Aim of the task: Return each line of the records holding the string "woman".

Supplied data Block Start

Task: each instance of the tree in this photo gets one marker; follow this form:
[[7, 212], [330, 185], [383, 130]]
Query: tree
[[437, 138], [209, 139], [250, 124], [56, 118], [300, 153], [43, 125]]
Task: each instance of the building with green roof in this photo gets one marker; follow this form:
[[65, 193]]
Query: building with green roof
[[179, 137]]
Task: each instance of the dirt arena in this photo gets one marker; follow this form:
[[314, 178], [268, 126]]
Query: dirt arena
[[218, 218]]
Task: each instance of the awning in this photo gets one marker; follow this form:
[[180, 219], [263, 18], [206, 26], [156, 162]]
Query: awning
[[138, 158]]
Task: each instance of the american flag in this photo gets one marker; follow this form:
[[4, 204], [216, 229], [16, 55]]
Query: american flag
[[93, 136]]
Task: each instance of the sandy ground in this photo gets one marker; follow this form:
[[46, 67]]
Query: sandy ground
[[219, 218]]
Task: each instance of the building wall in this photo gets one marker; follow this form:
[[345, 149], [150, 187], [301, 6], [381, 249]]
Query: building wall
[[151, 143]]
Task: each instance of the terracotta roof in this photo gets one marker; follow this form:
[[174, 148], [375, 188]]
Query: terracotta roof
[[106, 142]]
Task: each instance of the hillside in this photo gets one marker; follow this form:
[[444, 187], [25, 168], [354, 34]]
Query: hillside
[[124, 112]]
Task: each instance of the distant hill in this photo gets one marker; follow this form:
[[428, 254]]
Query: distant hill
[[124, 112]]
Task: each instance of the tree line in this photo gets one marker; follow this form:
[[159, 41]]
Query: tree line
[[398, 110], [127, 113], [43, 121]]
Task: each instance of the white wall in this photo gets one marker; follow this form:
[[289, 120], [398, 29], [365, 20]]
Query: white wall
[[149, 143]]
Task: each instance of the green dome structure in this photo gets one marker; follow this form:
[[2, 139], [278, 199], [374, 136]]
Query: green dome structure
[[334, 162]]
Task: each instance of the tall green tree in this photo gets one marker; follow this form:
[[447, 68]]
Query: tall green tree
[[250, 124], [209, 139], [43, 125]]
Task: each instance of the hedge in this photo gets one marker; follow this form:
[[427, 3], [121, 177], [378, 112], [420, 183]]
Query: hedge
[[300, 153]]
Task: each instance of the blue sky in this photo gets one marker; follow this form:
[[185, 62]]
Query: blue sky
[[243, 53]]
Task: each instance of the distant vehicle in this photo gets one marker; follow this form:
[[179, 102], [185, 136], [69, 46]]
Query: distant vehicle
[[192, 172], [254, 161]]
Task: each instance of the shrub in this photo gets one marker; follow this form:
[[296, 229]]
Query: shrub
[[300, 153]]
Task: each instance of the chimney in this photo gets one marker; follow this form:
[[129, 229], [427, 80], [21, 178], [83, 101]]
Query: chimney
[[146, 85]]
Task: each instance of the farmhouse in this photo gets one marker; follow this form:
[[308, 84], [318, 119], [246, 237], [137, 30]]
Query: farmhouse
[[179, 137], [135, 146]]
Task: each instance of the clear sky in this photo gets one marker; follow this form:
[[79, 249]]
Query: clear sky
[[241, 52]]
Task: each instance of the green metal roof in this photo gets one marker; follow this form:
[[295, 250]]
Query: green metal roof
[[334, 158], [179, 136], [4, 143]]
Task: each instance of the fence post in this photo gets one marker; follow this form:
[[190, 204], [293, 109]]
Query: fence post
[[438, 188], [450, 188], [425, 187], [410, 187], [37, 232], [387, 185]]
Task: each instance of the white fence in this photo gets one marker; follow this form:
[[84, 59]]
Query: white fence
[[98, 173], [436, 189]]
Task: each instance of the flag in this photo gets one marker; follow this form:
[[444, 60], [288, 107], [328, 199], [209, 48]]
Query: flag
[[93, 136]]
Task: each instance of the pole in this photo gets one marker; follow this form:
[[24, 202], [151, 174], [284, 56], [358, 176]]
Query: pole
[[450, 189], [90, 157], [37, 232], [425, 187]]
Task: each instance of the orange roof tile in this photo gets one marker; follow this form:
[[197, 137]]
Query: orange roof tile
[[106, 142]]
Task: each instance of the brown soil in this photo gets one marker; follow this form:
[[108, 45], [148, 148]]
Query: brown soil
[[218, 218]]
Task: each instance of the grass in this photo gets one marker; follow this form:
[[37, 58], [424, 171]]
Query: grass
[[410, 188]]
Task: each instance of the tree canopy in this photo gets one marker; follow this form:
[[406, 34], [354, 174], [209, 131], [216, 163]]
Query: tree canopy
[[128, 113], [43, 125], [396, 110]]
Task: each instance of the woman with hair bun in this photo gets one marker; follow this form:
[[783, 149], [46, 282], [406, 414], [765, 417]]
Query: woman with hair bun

Supplied data Block End

Output for this exercise:
Task: each instance of the woman with hair bun in this photo gets one marker; follow this form:
Query: woman with hair bun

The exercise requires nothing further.